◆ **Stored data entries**
********
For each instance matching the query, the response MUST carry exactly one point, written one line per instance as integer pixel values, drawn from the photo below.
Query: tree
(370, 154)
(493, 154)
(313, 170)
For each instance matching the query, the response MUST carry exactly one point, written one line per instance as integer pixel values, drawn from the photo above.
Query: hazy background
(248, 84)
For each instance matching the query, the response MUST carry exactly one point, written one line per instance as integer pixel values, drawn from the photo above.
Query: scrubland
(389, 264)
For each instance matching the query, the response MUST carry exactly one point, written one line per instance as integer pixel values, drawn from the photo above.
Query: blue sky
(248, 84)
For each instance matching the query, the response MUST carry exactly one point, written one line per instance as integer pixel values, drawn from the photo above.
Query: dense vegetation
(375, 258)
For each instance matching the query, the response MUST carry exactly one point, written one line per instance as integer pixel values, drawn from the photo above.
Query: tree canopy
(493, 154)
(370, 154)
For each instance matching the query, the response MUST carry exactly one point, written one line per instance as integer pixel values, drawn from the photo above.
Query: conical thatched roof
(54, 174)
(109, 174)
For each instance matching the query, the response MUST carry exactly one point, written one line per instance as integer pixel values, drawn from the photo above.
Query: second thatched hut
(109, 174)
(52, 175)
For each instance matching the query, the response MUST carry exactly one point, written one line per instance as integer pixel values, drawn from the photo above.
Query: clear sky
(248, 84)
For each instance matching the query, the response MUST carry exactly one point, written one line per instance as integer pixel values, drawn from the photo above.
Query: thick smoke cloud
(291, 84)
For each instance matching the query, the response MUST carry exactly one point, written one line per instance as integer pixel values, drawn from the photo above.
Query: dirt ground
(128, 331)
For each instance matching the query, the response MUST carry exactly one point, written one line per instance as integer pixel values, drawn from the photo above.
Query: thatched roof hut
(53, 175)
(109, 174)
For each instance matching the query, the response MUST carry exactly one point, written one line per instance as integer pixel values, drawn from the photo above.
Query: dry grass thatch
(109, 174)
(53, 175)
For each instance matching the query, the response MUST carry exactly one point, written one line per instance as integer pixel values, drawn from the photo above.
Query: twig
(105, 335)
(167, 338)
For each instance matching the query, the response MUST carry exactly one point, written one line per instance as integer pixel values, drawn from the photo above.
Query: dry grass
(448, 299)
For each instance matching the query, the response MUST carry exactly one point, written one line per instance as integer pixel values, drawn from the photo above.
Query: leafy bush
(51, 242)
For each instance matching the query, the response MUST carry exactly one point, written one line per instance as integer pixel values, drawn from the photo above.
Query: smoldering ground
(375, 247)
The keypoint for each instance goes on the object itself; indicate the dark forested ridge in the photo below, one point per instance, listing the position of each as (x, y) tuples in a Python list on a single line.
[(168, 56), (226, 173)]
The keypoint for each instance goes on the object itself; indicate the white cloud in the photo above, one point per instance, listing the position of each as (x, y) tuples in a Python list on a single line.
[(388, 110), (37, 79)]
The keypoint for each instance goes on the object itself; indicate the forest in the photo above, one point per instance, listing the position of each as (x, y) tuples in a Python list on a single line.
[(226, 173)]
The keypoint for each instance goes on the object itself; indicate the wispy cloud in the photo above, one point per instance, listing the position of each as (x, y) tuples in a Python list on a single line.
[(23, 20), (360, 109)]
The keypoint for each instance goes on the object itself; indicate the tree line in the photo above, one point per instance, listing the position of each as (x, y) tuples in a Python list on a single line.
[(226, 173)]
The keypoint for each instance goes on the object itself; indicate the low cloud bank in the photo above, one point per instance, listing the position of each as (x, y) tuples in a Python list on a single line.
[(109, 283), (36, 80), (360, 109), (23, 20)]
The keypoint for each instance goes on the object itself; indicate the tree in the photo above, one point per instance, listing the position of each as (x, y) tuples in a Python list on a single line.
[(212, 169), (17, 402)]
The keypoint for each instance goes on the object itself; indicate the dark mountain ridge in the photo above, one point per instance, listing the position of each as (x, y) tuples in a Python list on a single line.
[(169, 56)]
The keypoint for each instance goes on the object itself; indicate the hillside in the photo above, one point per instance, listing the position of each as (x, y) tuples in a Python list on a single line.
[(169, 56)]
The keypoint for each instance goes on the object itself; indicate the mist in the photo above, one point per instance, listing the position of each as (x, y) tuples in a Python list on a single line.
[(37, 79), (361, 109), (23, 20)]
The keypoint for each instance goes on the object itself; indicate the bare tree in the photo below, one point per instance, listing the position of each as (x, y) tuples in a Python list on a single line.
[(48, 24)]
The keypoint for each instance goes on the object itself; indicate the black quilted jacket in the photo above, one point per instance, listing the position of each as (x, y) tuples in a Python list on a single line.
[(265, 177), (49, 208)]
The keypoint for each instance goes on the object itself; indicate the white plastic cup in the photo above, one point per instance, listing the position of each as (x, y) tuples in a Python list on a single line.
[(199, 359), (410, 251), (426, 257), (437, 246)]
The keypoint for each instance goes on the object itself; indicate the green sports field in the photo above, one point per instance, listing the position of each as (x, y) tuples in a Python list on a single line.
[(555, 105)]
********
◆ **What is required**
Please reproduce every record shown above, exactly as written.

◆ **Response box**
For each instance matching the query, the response MUST carry exactly one point, written one line per instance as integer pixel values, drawn from the photo below.
Query: tree
(370, 154)
(493, 154)
(313, 170)
For each instance matching the query, the response MUST carry exactly one point, written one line per instance as integer pixel values, drawn from the photo above.
Query: hazy background
(248, 84)
For each instance matching the query, the response MUST carry exactly one point, written one line per instance as integer pixel values, drawn from the photo above.
Query: scrubland
(389, 264)
For each instance matching the query, the response MUST carry exactly one point, written one line per instance as integer pixel values, drawn from the photo above.
Query: blue sky
(248, 84)
For each instance matching the query, the response MUST carry exactly one point, written one line per instance as integer pixel values, drawn from the photo above.
Query: dense vegetation
(375, 258)
For each instance matching the query, the response MUST carry exactly one point, written one line per instance as integer pixel values, drawn from the photo above.
Query: tree canopy
(493, 154)
(370, 154)
For each instance matching the query, the response MUST carry exactly one point, written one line per instance as integer pixel values, drawn from the photo above.
Query: conical thatched roof
(54, 174)
(109, 174)
For each instance matching the query, the response MUST carry exactly one point, written one line per instance as integer pixel values, drawn from the photo above.
Query: second thatched hut
(109, 174)
(52, 175)
For each instance matching the query, the response MUST carry exactly one point, written one line per instance as integer pixel values, drawn from the photo above.
Query: clear sky
(248, 84)
For each instance matching the query, the response MUST carry exactly one point, written one line per instance as integer pixel values, drawn from the photo above.
Query: thick smoke cloud
(291, 84)
For each instance matching the query, the response MUST carry exactly one point, written one line per instance as integer pixel values, drawn from the photo above.
Query: dirt ground
(128, 331)
For each instance matching the query, the response MUST carry exactly one point, written one line per instance as integer pixel values, drawn from the photo above.
Query: thatched roof hut
(53, 175)
(109, 174)
For each instance matching the query, the response MUST carry exactly one point, written one line per instance as integer pixel values, drawn from the photo above.
Query: dry grass thatch
(109, 174)
(53, 175)
For each instance matching the query, the response MUST carry exactly one point, written one line per instance as integer pixel values, drawn from the photo above.
Query: twig
(105, 335)
(167, 338)
For each instance matching the query, the response MUST carry exactly one point, written one line per instance as integer pixel values, drawn from the photo above.
Query: dry grass
(448, 299)
For each instance matching the query, the response MUST carry exactly one point, written one line per instance as integer pixel values, drawn from the photo above.
Query: leafy bush
(51, 242)
For each instance matching the query, the response MUST carry exactly one point, written one line per instance as integer pixel values, drawn from the photo above.
Query: smoldering ground
(375, 247)
The keypoint for each instance goes on the object itself; indicate the dark forested ridge in the photo below, one point per instance, listing the position of each as (x, y) tuples in a Python list on a single line.
[(168, 56), (226, 173)]
The keypoint for each instance goes on the object itself; indicate the white cloud in the photo above, one point per instance, listing the position of each as (x, y) tuples in a Python list on a single line.
[(388, 110), (37, 79)]
The keypoint for each instance goes on the object itself; indicate the forest in the photo above, one point per instance, listing the position of each as (x, y) tuples in a Python list on a single line.
[(226, 173)]
The keypoint for each instance goes on the object itself; indicate the wispy cloud in the photo above, one point per instance, listing the position of each as (x, y) tuples in a Python list on a single line.
[(23, 20), (360, 109)]
The keypoint for each instance goes on the object itself; indicate the tree line in the photo above, one point per instance, listing the position of each as (x, y) tuples in a Python list on a single line.
[(226, 173)]
The keypoint for each instance goes on the object itself; indicate the low cloud bank in the photo above, one point per instance, listing the position of each as (x, y) tuples in a Python list on a single line.
[(109, 283), (36, 80), (360, 109), (23, 20)]
The keypoint for each instance goes on the object itself; indicate the tree in the photo above, one point per instance, listing the position of each as (x, y) tuples in a Python list on a single line.
[(212, 169), (17, 402)]
The keypoint for each instance goes on the object itself; indicate the dark mountain ridge in the photo above, one point per instance, listing the position of each as (x, y) tuples in a Python list on a single line.
[(169, 56)]
The keypoint for each instance goes on the object itself; indicate the hillside in the photo above, one point per instance, listing the position of each as (x, y) tuples in a Python list on a single line.
[(169, 56)]
The keypoint for each instance goes on the object itself; indicate the mist in the photo above, one point per instance, listing the position of each as (x, y) tuples in a Python list on a single line.
[(37, 79), (361, 109), (23, 20)]
The keypoint for each instance goes on the object itself; indicate the bare tree in the photo below, one point per instance, listing the position of each as (x, y) tuples in a Python list on a single line.
[(48, 24)]
The keypoint for each instance goes on the object itself; indicate the black quilted jacket in the photo above, one point per instance, listing the position of each as (x, y) tuples in a Python list on a single line.
[(265, 177), (49, 208)]
The keypoint for each instance goes on the object itself; indicate the white plastic cup in the photo above, one point per instance, listing the position of each as (x, y) tuples in a Python list on a single line.
[(199, 359), (410, 251), (426, 257), (437, 246)]
The keypoint for each instance goes on the object itself; indicate the green sports field in the photo above, one point per instance, listing the position of each as (x, y) tuples in a Python list on a single line.
[(555, 105)]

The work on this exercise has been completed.